## ESTRATTO DEL DOCUMENTO
**********

Nel fine settimana ragazzi e ragazze inondano le strade, alla ricerca di divertimenti, amori, conquiste, con una furia ed una frenesia tipiche di chi ha paura di essere dimenticato o di perdersi la vita. E con un’esasperata e straziante gioia, sofferta dalla loro condizione di relegati ai margini di una società che non li riconosce, che non vuole comprenderli, che non li tiene in considerazione neanche nella più naturale misura di delineazione di politiche che a loro dovrebbero essere dirette, inseguono l’amnesia. Fiumi di alcool, droghe leggere, pasticche di ogni tipo servono ad alleggerire il peso di un’esistenza che non sanno a quale scopo sia rivolta, o di un dolore di cui non conoscono l’origine.

**********

## DATI DA ANALIZZARE
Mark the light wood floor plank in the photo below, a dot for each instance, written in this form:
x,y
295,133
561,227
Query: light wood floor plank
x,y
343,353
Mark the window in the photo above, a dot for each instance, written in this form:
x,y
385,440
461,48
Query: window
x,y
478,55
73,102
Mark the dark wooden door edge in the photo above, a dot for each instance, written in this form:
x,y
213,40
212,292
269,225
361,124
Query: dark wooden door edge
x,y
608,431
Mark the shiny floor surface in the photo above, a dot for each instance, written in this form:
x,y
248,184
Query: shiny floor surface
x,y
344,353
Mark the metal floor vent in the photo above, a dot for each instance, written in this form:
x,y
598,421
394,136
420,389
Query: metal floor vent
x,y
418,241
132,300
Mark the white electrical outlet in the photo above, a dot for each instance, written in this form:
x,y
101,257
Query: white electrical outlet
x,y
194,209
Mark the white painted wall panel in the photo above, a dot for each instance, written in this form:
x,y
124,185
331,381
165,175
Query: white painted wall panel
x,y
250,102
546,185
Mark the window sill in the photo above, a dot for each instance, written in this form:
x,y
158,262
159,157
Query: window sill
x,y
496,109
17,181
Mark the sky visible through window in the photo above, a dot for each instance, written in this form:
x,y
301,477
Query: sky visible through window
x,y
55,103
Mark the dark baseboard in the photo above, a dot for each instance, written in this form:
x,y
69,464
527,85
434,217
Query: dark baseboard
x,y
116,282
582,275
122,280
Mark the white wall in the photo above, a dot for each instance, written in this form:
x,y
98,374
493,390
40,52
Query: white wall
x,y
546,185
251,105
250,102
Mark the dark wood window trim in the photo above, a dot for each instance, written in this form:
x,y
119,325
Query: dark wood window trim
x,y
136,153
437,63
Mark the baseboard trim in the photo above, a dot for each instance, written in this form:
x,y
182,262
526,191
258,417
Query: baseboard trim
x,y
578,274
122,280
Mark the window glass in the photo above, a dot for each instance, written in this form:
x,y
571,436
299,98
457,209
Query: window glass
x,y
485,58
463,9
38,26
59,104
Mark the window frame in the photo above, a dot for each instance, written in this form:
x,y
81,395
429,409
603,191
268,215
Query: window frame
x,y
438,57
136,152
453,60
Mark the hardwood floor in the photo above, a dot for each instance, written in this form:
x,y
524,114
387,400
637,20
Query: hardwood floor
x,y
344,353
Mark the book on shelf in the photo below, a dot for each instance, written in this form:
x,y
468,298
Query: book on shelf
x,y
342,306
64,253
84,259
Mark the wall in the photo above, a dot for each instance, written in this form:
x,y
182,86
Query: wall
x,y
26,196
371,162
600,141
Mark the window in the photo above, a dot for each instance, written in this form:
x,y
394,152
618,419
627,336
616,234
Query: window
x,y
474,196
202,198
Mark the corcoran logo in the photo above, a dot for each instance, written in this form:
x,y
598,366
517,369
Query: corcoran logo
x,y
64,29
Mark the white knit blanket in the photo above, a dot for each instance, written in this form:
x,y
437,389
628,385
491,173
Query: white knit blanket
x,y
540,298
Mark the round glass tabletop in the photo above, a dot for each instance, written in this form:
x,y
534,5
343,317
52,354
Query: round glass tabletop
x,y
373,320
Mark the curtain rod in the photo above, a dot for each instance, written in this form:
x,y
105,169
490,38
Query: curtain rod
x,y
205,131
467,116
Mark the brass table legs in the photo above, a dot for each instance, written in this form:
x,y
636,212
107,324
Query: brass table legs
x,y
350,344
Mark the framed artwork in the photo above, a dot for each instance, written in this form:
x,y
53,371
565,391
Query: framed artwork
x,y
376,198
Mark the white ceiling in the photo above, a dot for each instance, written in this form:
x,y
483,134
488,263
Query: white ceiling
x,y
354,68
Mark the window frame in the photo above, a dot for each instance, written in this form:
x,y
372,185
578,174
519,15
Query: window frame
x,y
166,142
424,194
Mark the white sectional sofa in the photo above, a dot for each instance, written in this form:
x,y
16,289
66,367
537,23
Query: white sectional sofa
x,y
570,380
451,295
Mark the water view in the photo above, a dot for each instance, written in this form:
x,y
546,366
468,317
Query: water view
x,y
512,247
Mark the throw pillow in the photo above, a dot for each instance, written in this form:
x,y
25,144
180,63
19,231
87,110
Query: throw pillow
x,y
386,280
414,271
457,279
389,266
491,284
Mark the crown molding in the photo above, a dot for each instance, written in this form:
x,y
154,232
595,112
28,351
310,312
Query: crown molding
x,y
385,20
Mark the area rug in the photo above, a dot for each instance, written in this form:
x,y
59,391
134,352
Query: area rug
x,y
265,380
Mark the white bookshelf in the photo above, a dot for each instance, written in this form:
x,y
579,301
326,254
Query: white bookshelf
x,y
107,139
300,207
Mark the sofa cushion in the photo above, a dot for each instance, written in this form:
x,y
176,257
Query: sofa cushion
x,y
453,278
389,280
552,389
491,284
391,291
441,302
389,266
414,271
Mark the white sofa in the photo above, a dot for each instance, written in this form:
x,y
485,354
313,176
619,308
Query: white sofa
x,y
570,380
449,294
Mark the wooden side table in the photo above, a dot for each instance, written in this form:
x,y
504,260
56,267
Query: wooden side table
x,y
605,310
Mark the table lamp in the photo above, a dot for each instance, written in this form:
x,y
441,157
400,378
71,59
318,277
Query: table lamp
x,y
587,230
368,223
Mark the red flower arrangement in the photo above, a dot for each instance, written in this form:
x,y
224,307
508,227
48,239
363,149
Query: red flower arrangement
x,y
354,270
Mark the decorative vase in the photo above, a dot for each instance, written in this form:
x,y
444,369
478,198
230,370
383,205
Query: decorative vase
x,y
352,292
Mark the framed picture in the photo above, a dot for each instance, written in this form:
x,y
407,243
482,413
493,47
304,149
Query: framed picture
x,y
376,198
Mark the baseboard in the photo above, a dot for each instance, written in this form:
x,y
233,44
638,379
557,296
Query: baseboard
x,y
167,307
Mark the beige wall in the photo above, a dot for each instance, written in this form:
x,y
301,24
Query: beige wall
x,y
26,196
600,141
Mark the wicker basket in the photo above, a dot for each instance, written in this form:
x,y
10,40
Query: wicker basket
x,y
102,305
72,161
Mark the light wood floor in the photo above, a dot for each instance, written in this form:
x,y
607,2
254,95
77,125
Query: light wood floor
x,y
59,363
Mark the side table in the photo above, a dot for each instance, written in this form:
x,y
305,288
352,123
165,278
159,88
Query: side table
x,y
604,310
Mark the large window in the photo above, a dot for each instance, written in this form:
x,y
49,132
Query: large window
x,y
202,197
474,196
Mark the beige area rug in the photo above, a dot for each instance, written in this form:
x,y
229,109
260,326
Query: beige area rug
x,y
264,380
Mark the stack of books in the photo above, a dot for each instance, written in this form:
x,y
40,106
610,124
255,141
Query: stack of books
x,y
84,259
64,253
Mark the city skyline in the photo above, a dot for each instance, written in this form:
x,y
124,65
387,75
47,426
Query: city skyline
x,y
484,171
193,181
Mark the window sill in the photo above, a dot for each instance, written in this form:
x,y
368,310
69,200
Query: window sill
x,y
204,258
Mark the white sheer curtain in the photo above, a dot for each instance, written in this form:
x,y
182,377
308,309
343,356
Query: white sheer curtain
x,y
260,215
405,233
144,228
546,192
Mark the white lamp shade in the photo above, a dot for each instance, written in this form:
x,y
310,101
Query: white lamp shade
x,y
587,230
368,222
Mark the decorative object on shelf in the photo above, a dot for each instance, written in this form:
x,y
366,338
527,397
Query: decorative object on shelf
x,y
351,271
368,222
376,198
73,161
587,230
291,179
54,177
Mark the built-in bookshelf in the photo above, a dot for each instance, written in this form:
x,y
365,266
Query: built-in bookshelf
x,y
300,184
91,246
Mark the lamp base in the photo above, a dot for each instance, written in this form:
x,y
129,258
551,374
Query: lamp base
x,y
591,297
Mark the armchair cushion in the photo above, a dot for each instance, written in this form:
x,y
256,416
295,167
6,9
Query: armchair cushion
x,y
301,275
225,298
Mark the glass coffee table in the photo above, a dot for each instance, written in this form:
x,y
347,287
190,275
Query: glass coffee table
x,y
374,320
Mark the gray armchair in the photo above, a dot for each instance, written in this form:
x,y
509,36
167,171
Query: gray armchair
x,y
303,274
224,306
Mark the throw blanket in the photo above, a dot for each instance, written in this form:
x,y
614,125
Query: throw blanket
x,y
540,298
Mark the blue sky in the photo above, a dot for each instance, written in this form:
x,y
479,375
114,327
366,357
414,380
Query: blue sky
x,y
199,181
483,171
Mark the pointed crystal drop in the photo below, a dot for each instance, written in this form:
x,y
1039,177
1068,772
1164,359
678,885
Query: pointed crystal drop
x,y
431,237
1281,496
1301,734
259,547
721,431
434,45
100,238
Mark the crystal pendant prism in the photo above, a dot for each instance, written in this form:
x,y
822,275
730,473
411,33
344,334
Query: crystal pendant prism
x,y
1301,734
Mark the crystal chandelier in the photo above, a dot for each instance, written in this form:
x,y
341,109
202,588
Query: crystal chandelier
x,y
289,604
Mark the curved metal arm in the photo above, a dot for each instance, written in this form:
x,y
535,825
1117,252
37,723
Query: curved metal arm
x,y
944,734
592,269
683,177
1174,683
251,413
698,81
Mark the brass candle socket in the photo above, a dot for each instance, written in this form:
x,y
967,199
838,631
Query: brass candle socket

**********

## CONSEGNA A
Stabilisca se le seguenti affermazioni concordano con l'estratto del documento, rispondendo sì o no e riportando fra virgolette le parole decisive del testo: (i) i ragazzi e le ragazze riempiono le strade nel fine settimana; (ii) la società riconosce e comprende i giovani; (iii) i giovani conoscono l'origine del loro dolore.
## CONSEGNA B
Citi dall'estratto del documento tutto il testo che va da "Nel fine settimana" giù fino a "non conoscono l’origine.".
## CONSEGNA C
Secondo l'estratto del documento, a quale scopo servono l'alcool, le droghe leggere e le pasticche? Risponda in una, due o tre frasi.

## RISULTATO A
(i) Sì: "Nel fine settimana ragazzi e ragazze inondano le strade".
(ii) No: "una società che non li riconosce, che non vuole comprenderli".
(iii) No: "un dolore di cui non conoscono l’origine".

## RISULTATO B
Nel fine settimana ragazzi e ragazze inondano le strade, alla ricerca di divertimenti, amori, conquiste, con una furia ed una frenesia tipiche di chi ha paura di essere dimenticato o di perdersi la vita. E con un’esasperata e straziante gioia, sofferta dalla loro condizione di relegati ai margini di una società che non li riconosce, che non vuole comprenderli, che non li tiene in considerazione neanche nella più naturale misura di delineazione di politiche che a loro dovrebbero essere dirette, inseguono l’amnesia. Fiumi di alcool, droghe leggere, pasticche di ogni tipo servono ad alleggerire il peso di un’esistenza che non sanno a quale scopo sia rivolta, o di un dolore di cui non conoscono l’origine.

## RISULTATO C
Servono ad alleggerire il peso di un'esistenza di cui i giovani non sanno a quale scopo sia rivolta. Servono inoltre ad alleggerire il peso di un dolore di cui non conoscono l'origine.